(Excerpted records Opens)

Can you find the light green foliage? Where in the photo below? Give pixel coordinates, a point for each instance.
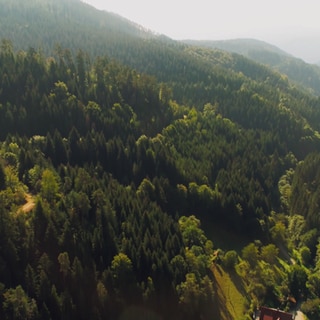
(122, 272)
(269, 253)
(305, 254)
(64, 262)
(18, 306)
(250, 253)
(49, 185)
(296, 228)
(191, 232)
(230, 259)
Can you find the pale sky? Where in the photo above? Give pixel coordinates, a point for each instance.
(273, 21)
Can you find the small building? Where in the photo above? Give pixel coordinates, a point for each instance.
(274, 314)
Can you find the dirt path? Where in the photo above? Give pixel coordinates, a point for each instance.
(29, 205)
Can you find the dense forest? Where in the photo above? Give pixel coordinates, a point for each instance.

(Excerpted records Closes)

Return the listing above in full and exactly, omitting all pictures.

Can you find the light green foliage? Where in the photo below? Give pixel coordinates, a point for each instance.
(122, 272)
(269, 253)
(305, 254)
(64, 262)
(18, 306)
(250, 253)
(49, 185)
(296, 228)
(191, 232)
(230, 259)
Can you find the pale sky? Where in the photo above? Give pixel coordinates, a point for each instance.
(273, 21)
Can you find the small building? Where in the photo above? Give pixel coordinates, a point for each instance.
(274, 314)
Can you find the dirt path? Where in the photo above? Give pixel coordinates, a point for each instance.
(29, 205)
Can you find the dense forest? Where in the photo above? Give pixel coordinates, a point for each instance.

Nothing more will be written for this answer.